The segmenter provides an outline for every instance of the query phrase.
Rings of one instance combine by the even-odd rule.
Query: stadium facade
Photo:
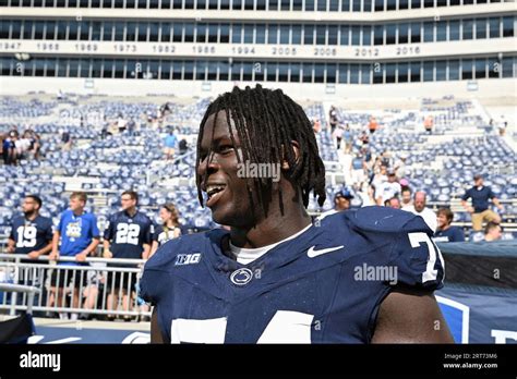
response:
[[[0,0],[2,93],[514,96],[494,0]],[[130,82],[128,81],[130,80]]]

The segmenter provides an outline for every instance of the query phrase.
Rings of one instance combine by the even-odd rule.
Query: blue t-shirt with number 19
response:
[[[72,257],[83,252],[93,239],[98,239],[100,235],[95,215],[83,212],[77,216],[72,210],[65,210],[61,215],[58,231],[61,234],[60,254]],[[73,265],[72,262],[64,264]]]

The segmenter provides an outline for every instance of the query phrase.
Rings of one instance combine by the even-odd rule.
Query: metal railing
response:
[[[143,259],[86,258],[80,264],[74,257],[60,257],[56,262],[47,256],[29,259],[23,254],[0,254],[0,283],[38,290],[33,296],[26,292],[0,292],[0,309],[9,309],[10,315],[32,306],[35,313],[46,316],[71,313],[110,318],[148,317],[148,305],[137,296],[144,262]]]

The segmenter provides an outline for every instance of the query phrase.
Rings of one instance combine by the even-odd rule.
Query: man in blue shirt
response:
[[[122,210],[112,215],[104,232],[104,257],[147,259],[153,242],[153,222],[136,209],[139,194],[125,191],[121,196]],[[133,267],[128,264],[110,264],[111,267]],[[122,277],[122,278],[121,278]],[[119,290],[122,290],[124,310],[131,310],[131,293],[136,284],[136,272],[110,272],[108,277],[108,309],[117,309]],[[128,291],[129,290],[129,291]],[[112,315],[108,316],[113,319]],[[124,318],[130,320],[129,317]]]
[[[454,213],[448,208],[440,208],[436,211],[438,229],[434,233],[434,242],[465,242],[465,234],[461,228],[450,227]]]
[[[73,280],[73,301],[72,307],[80,307],[80,296],[82,289],[86,283],[86,270],[70,270],[64,268],[68,266],[87,266],[84,264],[86,257],[94,253],[99,244],[100,232],[97,228],[97,218],[93,213],[84,210],[86,205],[86,194],[83,192],[74,192],[70,196],[70,209],[61,215],[58,228],[53,233],[52,253],[49,255],[50,260],[59,260],[60,255],[67,257],[75,257],[76,262],[59,262],[55,268],[50,280],[51,298],[53,303],[55,296],[57,307],[63,305],[63,289],[67,288]],[[61,245],[59,246],[59,242]],[[80,291],[81,289],[81,291]],[[65,315],[60,314],[61,318],[67,318]],[[76,314],[72,315],[76,318]]]
[[[483,221],[492,221],[501,223],[501,216],[493,210],[489,209],[489,199],[497,207],[503,210],[503,206],[500,200],[495,197],[490,186],[483,185],[483,176],[480,174],[474,175],[474,186],[467,190],[464,196],[461,196],[461,205],[472,217],[472,229],[476,232],[481,231]],[[467,204],[467,200],[472,199],[472,206]]]
[[[36,195],[25,196],[22,205],[24,216],[12,222],[8,239],[8,253],[26,254],[34,262],[52,248],[52,221],[39,215],[41,199]]]

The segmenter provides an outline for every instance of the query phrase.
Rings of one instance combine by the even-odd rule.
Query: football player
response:
[[[279,182],[242,162],[280,164]],[[433,296],[443,258],[421,217],[385,207],[312,220],[325,170],[303,109],[257,85],[209,105],[197,139],[199,197],[216,229],[183,235],[146,262],[152,341],[453,342]]]
[[[104,257],[124,259],[147,259],[154,233],[151,219],[136,209],[139,194],[125,191],[121,195],[122,210],[112,215],[104,232]],[[109,267],[133,267],[128,264],[109,264]],[[132,310],[131,294],[136,284],[136,272],[108,273],[108,309],[117,309],[119,293],[122,294],[124,310]],[[109,319],[115,316],[108,315]],[[130,320],[125,316],[124,320]]]

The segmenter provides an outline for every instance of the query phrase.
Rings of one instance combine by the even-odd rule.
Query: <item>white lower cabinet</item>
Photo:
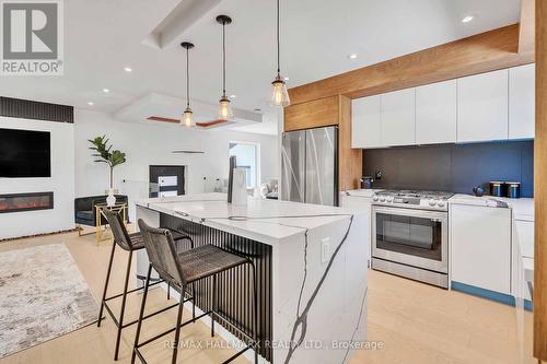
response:
[[[450,207],[452,281],[511,294],[511,210]]]

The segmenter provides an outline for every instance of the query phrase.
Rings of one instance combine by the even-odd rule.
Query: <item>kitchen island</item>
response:
[[[247,206],[233,206],[224,193],[203,193],[139,201],[137,219],[186,233],[196,246],[213,244],[253,259],[264,362],[346,363],[356,348],[363,347],[365,216],[340,208],[255,198],[248,198]],[[138,255],[137,269],[146,274],[144,251]],[[221,313],[248,333],[251,282],[243,267],[219,278]],[[200,283],[196,291],[196,305],[207,310],[210,285]],[[233,342],[229,329],[219,334]]]

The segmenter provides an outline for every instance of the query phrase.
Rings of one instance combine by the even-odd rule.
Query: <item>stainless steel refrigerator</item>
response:
[[[338,127],[284,132],[281,200],[338,206]]]

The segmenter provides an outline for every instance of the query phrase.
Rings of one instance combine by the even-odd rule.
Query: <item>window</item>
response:
[[[247,188],[258,187],[260,180],[260,144],[230,142],[230,156],[235,155],[237,167],[247,169]]]

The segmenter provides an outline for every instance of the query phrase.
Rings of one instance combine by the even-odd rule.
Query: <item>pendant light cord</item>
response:
[[[222,22],[222,96],[226,97],[226,23]]]
[[[186,107],[190,108],[190,57],[189,48],[186,48]]]
[[[280,56],[279,54],[281,52],[280,51],[280,43],[279,43],[279,0],[277,0],[277,75],[280,77],[280,72],[281,72],[281,69],[279,67],[279,59],[280,59]]]

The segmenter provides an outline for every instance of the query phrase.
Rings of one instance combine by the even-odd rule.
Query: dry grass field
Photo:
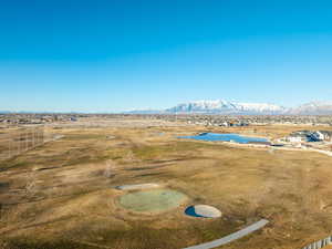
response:
[[[214,128],[269,137],[305,127]],[[331,235],[332,157],[179,139],[195,126],[58,128],[64,135],[0,162],[1,249],[180,249],[261,218],[263,229],[220,249],[301,249]],[[124,209],[114,187],[157,183],[184,193],[159,214]],[[220,219],[186,216],[207,204]]]

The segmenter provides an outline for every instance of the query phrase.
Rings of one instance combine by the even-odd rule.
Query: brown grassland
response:
[[[214,128],[279,137],[305,127]],[[195,126],[62,128],[63,138],[0,162],[0,248],[180,249],[261,218],[263,229],[220,248],[301,249],[331,235],[332,158],[310,152],[229,147],[178,135]],[[110,138],[114,136],[114,138]],[[188,196],[141,215],[120,207],[125,184],[158,183]],[[219,208],[220,219],[184,215]]]

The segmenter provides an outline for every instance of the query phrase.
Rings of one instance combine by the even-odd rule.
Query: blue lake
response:
[[[179,138],[189,138],[196,141],[236,142],[239,144],[269,142],[268,139],[260,138],[260,137],[249,137],[249,136],[241,136],[238,134],[218,134],[218,133],[203,133],[196,136],[179,136]]]

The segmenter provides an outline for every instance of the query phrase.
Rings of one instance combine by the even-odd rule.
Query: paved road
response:
[[[234,240],[240,239],[258,229],[261,229],[262,227],[264,227],[269,222],[269,220],[266,219],[261,219],[256,224],[250,225],[249,227],[243,228],[242,230],[236,231],[229,236],[226,236],[221,239],[217,239],[210,242],[206,242],[206,243],[200,243],[197,246],[193,246],[193,247],[186,247],[184,249],[211,249],[211,248],[216,248],[216,247],[220,247],[222,245],[229,243]]]

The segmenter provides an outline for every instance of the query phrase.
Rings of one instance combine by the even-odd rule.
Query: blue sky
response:
[[[332,100],[326,0],[0,2],[0,110]]]

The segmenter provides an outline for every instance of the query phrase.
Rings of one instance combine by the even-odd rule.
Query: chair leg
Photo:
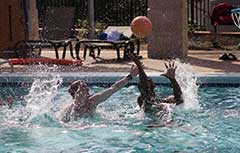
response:
[[[74,55],[73,55],[73,46],[72,46],[72,42],[69,42],[69,49],[70,49],[70,55],[73,59],[75,59]]]
[[[91,56],[92,58],[96,59],[94,47],[90,47],[89,48],[89,56]]]
[[[81,46],[80,43],[76,43],[76,45],[75,45],[76,58],[77,58],[78,60],[80,60],[80,57],[79,57],[80,46]]]
[[[120,48],[116,47],[116,51],[117,51],[117,60],[120,60]]]
[[[137,39],[137,55],[140,53],[140,40]]]
[[[66,56],[66,50],[67,50],[67,44],[64,44],[64,45],[63,45],[62,59],[65,59],[65,56]]]
[[[101,47],[98,47],[97,50],[98,50],[98,55],[97,56],[100,56],[100,54],[101,54]]]
[[[84,46],[84,50],[83,50],[83,59],[86,60],[86,55],[87,55],[87,46]]]
[[[54,45],[53,47],[54,47],[54,50],[55,50],[56,59],[59,59],[58,47],[56,45]]]

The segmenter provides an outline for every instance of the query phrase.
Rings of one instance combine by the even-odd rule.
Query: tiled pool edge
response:
[[[161,77],[160,73],[147,73],[156,84],[166,84],[170,82],[168,79]],[[116,80],[126,76],[127,73],[122,72],[102,72],[102,73],[2,73],[0,74],[0,85],[6,84],[24,84],[32,83],[34,78],[44,78],[49,76],[60,76],[64,83],[69,84],[73,80],[86,80],[89,84],[106,84],[114,83]],[[240,73],[231,74],[196,74],[197,82],[201,86],[240,86]],[[136,84],[138,78],[132,80],[131,84]]]

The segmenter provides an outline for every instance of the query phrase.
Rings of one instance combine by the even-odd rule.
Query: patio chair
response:
[[[140,52],[140,40],[134,38],[133,33],[129,26],[108,26],[104,31],[104,34],[117,31],[121,33],[120,39],[118,40],[107,40],[107,39],[82,39],[76,44],[76,54],[79,54],[80,45],[84,45],[83,58],[86,59],[87,50],[89,49],[89,55],[95,58],[95,49],[98,50],[98,56],[100,56],[102,49],[115,49],[117,52],[117,59],[120,59],[120,49],[124,50],[124,58],[126,58],[127,49],[135,50],[137,45],[137,55]]]
[[[54,48],[56,58],[59,59],[58,49],[63,47],[62,59],[65,58],[66,49],[69,47],[72,58],[73,46],[73,25],[74,25],[74,13],[75,8],[72,7],[48,7],[46,9],[43,21],[42,31],[40,33],[39,40],[27,40],[20,41],[15,45],[16,57],[21,56],[21,50],[24,49],[29,53],[29,56],[33,56],[33,50],[39,49],[39,54],[43,48]],[[23,54],[26,57],[26,53]]]

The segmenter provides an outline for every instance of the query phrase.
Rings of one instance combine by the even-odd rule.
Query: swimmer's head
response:
[[[70,88],[68,89],[68,92],[73,98],[75,97],[76,94],[82,96],[89,96],[88,85],[85,81],[82,80],[74,81],[71,84]]]

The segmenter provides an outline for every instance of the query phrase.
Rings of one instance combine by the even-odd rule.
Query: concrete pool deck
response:
[[[219,55],[223,53],[233,53],[239,60],[237,61],[221,61]],[[122,52],[121,52],[122,53]],[[60,52],[61,55],[61,52]],[[82,52],[80,53],[82,57]],[[150,59],[147,57],[147,51],[142,50],[140,55],[143,57],[141,61],[144,63],[147,72],[163,72],[165,70],[164,62],[166,60]],[[54,58],[54,51],[42,51],[43,57]],[[121,57],[123,55],[121,54]],[[103,50],[100,58],[97,60],[87,56],[82,66],[61,66],[58,70],[61,72],[128,72],[131,64],[130,60],[116,60],[116,51]],[[67,59],[71,59],[67,52]],[[3,61],[4,59],[0,59]],[[188,63],[192,66],[192,70],[197,74],[225,74],[239,73],[240,74],[240,51],[223,51],[223,50],[189,50],[188,57],[182,59],[181,62]],[[0,65],[1,72],[10,72],[9,64]],[[14,72],[29,72],[33,71],[29,65],[15,65]]]

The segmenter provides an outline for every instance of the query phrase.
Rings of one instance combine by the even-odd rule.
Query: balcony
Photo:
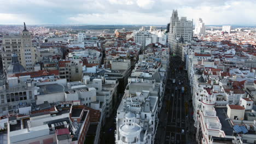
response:
[[[229,101],[223,100],[220,101],[216,101],[216,105],[226,105],[229,103]]]

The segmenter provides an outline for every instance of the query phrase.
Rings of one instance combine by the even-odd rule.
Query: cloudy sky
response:
[[[256,26],[255,0],[0,0],[0,25],[166,25],[172,10],[206,25]]]

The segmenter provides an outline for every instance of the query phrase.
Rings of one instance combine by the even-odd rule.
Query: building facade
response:
[[[177,53],[178,44],[180,39],[182,43],[190,42],[193,37],[193,21],[187,20],[186,17],[179,19],[178,11],[174,10],[171,17],[169,33],[168,35],[168,46],[171,52]]]
[[[196,21],[194,33],[199,36],[205,35],[205,23],[201,18]]]

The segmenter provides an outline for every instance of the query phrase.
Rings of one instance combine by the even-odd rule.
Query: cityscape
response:
[[[124,1],[157,4],[109,1]],[[256,143],[256,19],[181,9],[131,24],[20,22],[0,10],[0,144]]]

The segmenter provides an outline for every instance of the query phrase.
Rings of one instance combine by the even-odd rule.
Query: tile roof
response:
[[[229,105],[229,107],[230,107],[230,109],[232,110],[245,110],[245,108],[242,107],[242,106],[240,105]]]
[[[68,128],[59,129],[56,130],[56,135],[62,135],[69,134],[69,130]]]
[[[250,98],[243,98],[243,99],[246,100],[246,101],[253,101],[253,100],[252,100]]]
[[[40,77],[48,75],[59,75],[59,70],[39,70],[38,71],[15,74],[13,76],[20,77],[30,75],[31,77]]]

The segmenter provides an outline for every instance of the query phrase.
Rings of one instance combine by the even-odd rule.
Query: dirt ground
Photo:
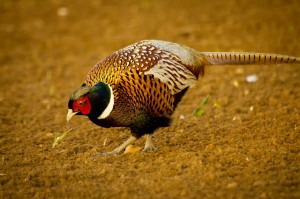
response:
[[[89,69],[142,39],[300,56],[299,8],[298,0],[2,0],[0,198],[300,198],[299,65],[208,67],[172,125],[156,131],[159,151],[92,157],[129,130],[65,119]],[[258,80],[248,83],[252,74]],[[193,116],[206,97],[204,114]]]

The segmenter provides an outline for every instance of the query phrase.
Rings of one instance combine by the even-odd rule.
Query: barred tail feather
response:
[[[269,53],[199,52],[204,65],[300,64],[299,57]]]

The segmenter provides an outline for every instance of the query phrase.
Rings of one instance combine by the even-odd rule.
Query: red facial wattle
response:
[[[81,97],[73,102],[73,111],[81,112],[83,115],[87,115],[91,112],[91,103],[88,96]]]

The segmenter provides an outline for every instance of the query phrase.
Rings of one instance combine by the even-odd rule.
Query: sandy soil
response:
[[[0,198],[300,198],[299,65],[207,68],[159,151],[91,157],[129,130],[65,121],[88,70],[142,39],[300,56],[300,1],[84,2],[0,3]]]

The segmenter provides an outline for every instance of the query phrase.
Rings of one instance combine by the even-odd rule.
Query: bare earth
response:
[[[1,1],[0,198],[300,198],[299,65],[208,67],[172,126],[155,133],[159,151],[92,157],[129,130],[65,120],[89,69],[142,39],[300,56],[299,8],[299,0]]]

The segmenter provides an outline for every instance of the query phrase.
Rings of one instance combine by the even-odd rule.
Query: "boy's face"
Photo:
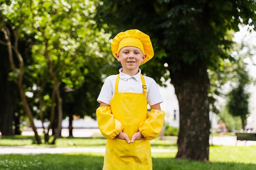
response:
[[[122,64],[123,73],[130,75],[138,73],[139,66],[144,61],[146,54],[138,48],[126,46],[122,48],[119,53],[116,53],[116,57]]]

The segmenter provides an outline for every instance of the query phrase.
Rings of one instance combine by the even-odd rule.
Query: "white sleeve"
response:
[[[105,79],[105,82],[102,86],[101,92],[97,99],[97,101],[99,103],[103,102],[109,105],[110,100],[113,97],[114,89],[111,81],[111,78],[112,77],[111,77],[110,76],[107,77]]]

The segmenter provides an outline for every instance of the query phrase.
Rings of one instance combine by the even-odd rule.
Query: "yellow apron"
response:
[[[147,101],[145,79],[141,75],[143,93],[118,93],[119,75],[115,94],[110,106],[114,117],[124,126],[123,132],[130,139],[139,131],[139,124],[147,118]],[[108,139],[103,170],[150,170],[152,169],[149,141],[143,138],[128,144],[125,140]]]

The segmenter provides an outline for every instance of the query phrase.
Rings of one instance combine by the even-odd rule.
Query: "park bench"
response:
[[[248,132],[247,131],[236,131],[236,143],[238,141],[245,141],[245,146],[246,146],[247,141],[256,141],[256,132]]]

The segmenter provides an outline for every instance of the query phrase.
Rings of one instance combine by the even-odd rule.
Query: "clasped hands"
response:
[[[119,139],[125,140],[128,144],[130,144],[131,142],[134,143],[134,141],[136,140],[141,140],[143,139],[144,137],[143,137],[143,136],[141,135],[141,133],[139,131],[133,134],[132,139],[130,141],[129,139],[128,135],[126,133],[124,133],[123,132],[121,132],[119,133],[119,134],[117,135],[117,136],[116,136],[116,137],[117,139]]]

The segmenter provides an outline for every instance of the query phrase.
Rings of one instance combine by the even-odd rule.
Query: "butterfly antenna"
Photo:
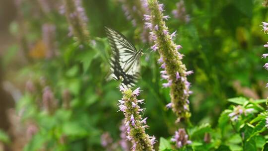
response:
[[[146,46],[147,45],[147,44],[145,44],[143,45],[143,46],[142,46],[142,47],[141,48],[141,49],[140,49],[141,50],[143,50],[143,48]],[[149,49],[149,48],[147,48],[146,50],[146,51],[147,52],[147,51]],[[142,52],[144,52],[143,51],[142,51]],[[150,55],[150,54],[147,54],[147,53],[142,53],[142,55]]]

• _Cel zadania_: Przedstaw jako listę JSON napisów wiersze od początku rekordów aż do wiersza z „[[[0,0],[2,93],[514,96],[494,0]],[[130,82],[128,81],[130,80]]]” włącznie, po jednym napisie na każdy wiersz, z pominięciem pustych wierszy. Proszę nie umieszczać w odpowiedzi obrazów.

• _Rozwiązanie ćwiczenia_:
[
  "The segmenter provides an outline for every instance of the query phrase.",
  "Rings of one instance combine by the even-odd rule.",
  "Query: stadium facade",
  "Photo:",
  "response:",
  "[[[0,0],[2,93],[514,96],[494,0]],[[130,82],[128,81],[130,80]]]"
]